*ASSIGNMENT:* Retype exactly the lines from the line with "If you would be willing to indicate the bicycle tire" to the end of the data, keeping both boundary lines.

*PROVIDED INFORMATION:*

━━━━━━━━━━

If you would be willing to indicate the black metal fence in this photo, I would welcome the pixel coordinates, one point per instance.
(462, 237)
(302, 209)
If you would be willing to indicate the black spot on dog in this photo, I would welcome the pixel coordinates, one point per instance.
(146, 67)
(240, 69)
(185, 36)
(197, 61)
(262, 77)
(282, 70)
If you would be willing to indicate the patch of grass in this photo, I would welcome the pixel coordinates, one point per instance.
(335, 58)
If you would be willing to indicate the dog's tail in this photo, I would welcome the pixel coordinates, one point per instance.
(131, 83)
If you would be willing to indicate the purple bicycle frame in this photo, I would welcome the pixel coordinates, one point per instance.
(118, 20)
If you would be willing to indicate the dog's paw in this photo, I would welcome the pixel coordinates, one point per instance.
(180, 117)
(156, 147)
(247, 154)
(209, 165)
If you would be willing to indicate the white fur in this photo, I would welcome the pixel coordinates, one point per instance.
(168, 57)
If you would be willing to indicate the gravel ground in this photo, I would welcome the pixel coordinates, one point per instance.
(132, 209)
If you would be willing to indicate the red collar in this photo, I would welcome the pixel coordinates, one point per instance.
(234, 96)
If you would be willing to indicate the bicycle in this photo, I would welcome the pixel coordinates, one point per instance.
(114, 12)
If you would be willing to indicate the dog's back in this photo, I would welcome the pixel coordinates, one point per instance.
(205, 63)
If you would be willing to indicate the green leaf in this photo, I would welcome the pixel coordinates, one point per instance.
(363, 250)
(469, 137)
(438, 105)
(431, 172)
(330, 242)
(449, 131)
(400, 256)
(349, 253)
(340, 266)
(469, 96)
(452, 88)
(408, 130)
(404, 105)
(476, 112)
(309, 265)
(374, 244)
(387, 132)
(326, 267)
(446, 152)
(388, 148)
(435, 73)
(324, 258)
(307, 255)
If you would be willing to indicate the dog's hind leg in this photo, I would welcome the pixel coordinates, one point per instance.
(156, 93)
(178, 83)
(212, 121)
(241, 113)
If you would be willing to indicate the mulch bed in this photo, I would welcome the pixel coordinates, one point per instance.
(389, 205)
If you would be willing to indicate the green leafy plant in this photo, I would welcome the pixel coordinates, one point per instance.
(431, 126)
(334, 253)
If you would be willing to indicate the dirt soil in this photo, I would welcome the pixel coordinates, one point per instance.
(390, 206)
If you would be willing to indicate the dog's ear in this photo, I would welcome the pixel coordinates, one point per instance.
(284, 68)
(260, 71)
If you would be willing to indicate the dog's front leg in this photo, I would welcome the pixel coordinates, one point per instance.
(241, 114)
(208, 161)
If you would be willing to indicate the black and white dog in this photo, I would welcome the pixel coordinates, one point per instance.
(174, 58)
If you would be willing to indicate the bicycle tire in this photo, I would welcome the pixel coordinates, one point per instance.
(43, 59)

━━━━━━━━━━

*RESPONSE TO THE TASK:*
If you would be willing to indicate the bicycle tire in this photo, I would welcome the pixel coordinates, one point per instance.
(43, 59)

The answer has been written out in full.